TEXT
----------------

Improper integral

[Jose.]

Hello everyone, I would really thank you for helping me with this integral;

\(\displaystyle \int_{0}^{\pi/4}{1/(\sqrt{cos2x})}\,dx\)

I have to establish its convergence and express its value as the Euler's Gamma function,

I rewrote the integrand as \(\displaystyle \int_{0}^{\pi/4}{1/(\sqrt{1-2sin^2x})}\,dx\),
then I did:

\(\displaystyle t=2sin^2x, dt=4sinxcosxdx ; dx=dt/\sqrt{8t-4t^2}\)

and it turns out \(\displaystyle \int_{0}^{1}{(1-t)^{-1/2}(t-t^2/2)^{-1/2}}\,dx\)

I am not sure whether it is the right change or not and I do not know how to continue

I appreciate your attention.

 

[Deleted member 4993]

Hello everyone, I would really thank you for helping me with this integral

\(\displaystyle \int_{0}^{pi/4}{1/(\sqrt{cos2x})}\,dx\)

I have to establish its convergence and express its value as the Euler's Gamma function

I rewrote the integrand as \(\displaystyle \displaystyle \int_{0}^{\frac{\pi}{4}}\frac{dx}{\sqrt{1-2sin^2x}}\)
then I did:
\(\displaystyle t=2sin^2x, dt=4sinxcosxdx ; dx=dt/\sqrt{8t-4t^2}\)

and it turns out \(\displaystyle \displaystyle \int_{0}^{1}\frac{dt}{2\sqrt{(1-t)(2t-t^2)}}\ \) [-1/2 is the exponent (I could not write it right)]

I am not sure whether it is the right change or not and I do not know how to continue

I appreciate your attention

This is a very innocent looking nasty integration - involving elliptic function and gamma function.

----------------

RAW DATA
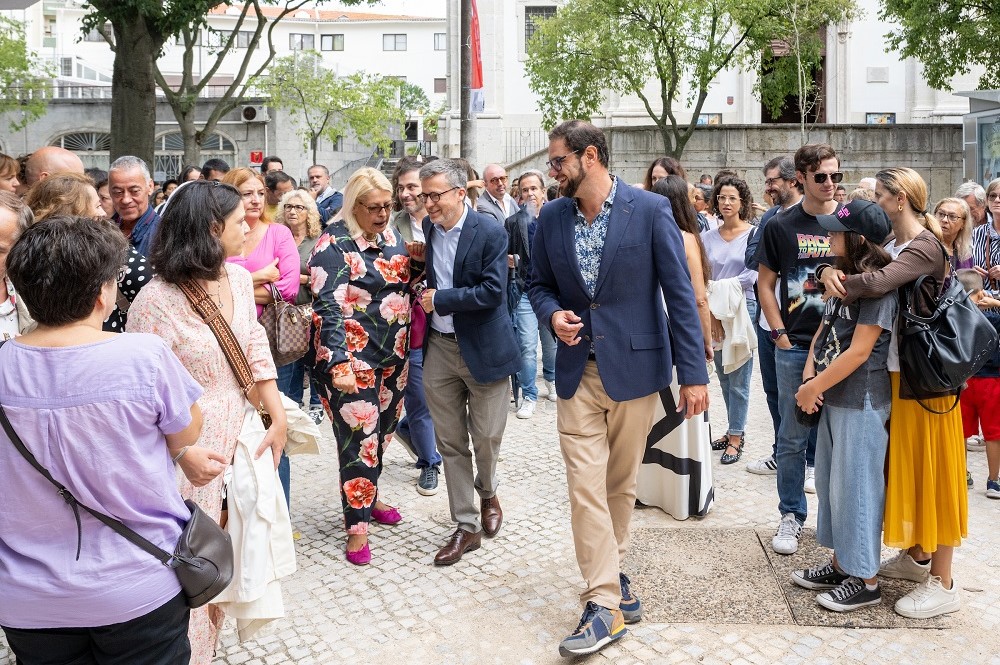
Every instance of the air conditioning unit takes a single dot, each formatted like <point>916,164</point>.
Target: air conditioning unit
<point>255,113</point>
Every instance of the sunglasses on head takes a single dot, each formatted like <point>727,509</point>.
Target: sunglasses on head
<point>835,177</point>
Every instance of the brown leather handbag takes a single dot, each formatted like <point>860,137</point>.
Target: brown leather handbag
<point>287,327</point>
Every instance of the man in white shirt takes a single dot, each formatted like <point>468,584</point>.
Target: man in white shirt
<point>496,201</point>
<point>15,217</point>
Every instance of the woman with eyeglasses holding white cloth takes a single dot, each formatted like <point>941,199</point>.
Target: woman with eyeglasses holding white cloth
<point>361,284</point>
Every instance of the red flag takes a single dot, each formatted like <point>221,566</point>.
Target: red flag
<point>477,53</point>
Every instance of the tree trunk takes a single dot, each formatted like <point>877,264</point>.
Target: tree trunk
<point>133,89</point>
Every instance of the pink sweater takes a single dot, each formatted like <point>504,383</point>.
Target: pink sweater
<point>277,243</point>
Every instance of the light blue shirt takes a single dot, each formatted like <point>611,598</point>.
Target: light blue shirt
<point>444,267</point>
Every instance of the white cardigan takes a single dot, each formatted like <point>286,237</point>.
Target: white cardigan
<point>728,304</point>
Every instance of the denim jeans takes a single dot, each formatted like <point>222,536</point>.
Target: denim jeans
<point>416,425</point>
<point>768,378</point>
<point>548,353</point>
<point>526,327</point>
<point>850,458</point>
<point>736,387</point>
<point>793,438</point>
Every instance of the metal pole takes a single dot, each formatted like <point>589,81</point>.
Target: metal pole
<point>467,147</point>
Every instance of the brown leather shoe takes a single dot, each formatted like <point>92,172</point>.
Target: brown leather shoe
<point>492,516</point>
<point>460,542</point>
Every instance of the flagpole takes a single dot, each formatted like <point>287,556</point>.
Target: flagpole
<point>467,127</point>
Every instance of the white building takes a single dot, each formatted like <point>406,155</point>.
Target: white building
<point>405,46</point>
<point>864,83</point>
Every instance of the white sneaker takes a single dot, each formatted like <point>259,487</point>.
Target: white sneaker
<point>527,409</point>
<point>786,540</point>
<point>810,484</point>
<point>929,599</point>
<point>904,567</point>
<point>765,466</point>
<point>975,443</point>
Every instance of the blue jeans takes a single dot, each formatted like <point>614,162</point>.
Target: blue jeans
<point>769,379</point>
<point>736,387</point>
<point>291,382</point>
<point>548,353</point>
<point>416,425</point>
<point>850,457</point>
<point>526,327</point>
<point>792,437</point>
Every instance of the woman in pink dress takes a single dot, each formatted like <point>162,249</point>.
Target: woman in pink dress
<point>202,225</point>
<point>269,253</point>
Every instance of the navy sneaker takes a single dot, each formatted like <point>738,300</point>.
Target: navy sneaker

----------------

EXERCISE SET
**A)** In the integral thread, which function must the integral's value be expressed in terms of?
**B)** Write out the integral thread between "and it turns out \(\displaystyle \displaystyle" and "and gamma function.", inclusive.

WORKED SOLUTIONS
**A)** Euler's Gamma function.

**B)**
and it turns out \(\displaystyle \displaystyle \int_{0}^{1}\frac{dt}{2\sqrt{(1-t)(2t-t^2)}}\ \) [-1/2 is the exponent (I could not write it right)]

I am not sure whether it is the right change or not and I do not know how to continue

I appreciate your attention

This is a very innocent looking nasty integration - involving elliptic function and gamma function.